面接は基本的に、診察室でされるクリニックが多いかと思いますが、待合でそのまま面接するところもあります。
面接を担当される方は、
- 院長のみ
- 院長と奥様
- 院長と税理士
- 院長とスタッフ
とさまざまです。私の見解になりますが、面接は院長と、同じ部署で働くスタッフが入ることが一番溶け込みやすいようなイメージがあります。
面接~院長の紹介~
面接では、最初に院長の経歴とクリニック概要を紹介してもらいました。当時はネットなどで事前に情報を調べる習慣がなく、当日に院長のプロフィールを初めて知ったのです。今まで受けた面接ではそういった紹介がなかったこともあり、院長や病院について詳しく知らないままのところもありました。しかしこのときは、しっかりと説明していただいたことで、クリニックのことがよくわかりましたし、院長の丁寧で真面目な対応に好感を持ちました。
面接~質疑応答~
紹介が一通り終わると、次は私への質疑応答が始まりました。これで合否が変わると、気を張る瞬間です。
質問内容としては、以下のようなことを大まかに聞かれます。
- 志望動機
- 医療事務の資格の有無
- 今までの職歴や、退職理由
- 医療事務の心構え
- 業務内容などについての質問の有無
私はこれまでに、接客業と一般企業での事務の経験などがあることと、医療事務については全くの未経験ということを伝えました。資格についても、WordやExcelのパソコンスキルのみで、医療については無知なことも正直に話しました。

_記録データ:_

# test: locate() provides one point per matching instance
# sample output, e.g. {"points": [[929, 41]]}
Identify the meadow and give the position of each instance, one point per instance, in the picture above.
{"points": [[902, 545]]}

_課題:_
クリニックでの面接体験をつづった文章の続きを、最後の文のあとから書きなさい。 この一覧は、独立した別の資料である。

_解答:_
事務長からの質問
面接も終盤にさしかかったと思われるそのとき、院長の隣に座られていた事務長が私に質問をします。それは今までの面接で受けた質問のなかで、特に印象的な内容でした。「患者さんに、"もう私の病気は治らないかもしれない"と言われたときは、どのように声をかけますか?」と問われたのです。
思いもよらない問いかけに頭は真っ白になり、しばらく沈黙が続いてしまいました。結局答えが見つからず「先輩に助けを求めます」としか答えられませんでした。
事務長いわく、患者さんによっては、自身の健康に関する不安な気持ちを医療事務にぶつけてくる方もいるとのこと。やんわりと、核心をつかない言葉を医療事務という立場に求めたくなるのかもしれません。院長や看護師に言えないことも、受付でポロッとこぼしてしまうことはよくあることのようです。
「そういう対応もしなければいけない、ということはわかってね」と、事務長から言われました。医療事務の仕事は、専門的分野での事務仕事だけではなく、患者さんと向き合う心構えも必要だというメッセージだったのだと思います。結果は後日連絡するとのことで、医療事務の奥深さを思い知らされた濃い面接は終わりました。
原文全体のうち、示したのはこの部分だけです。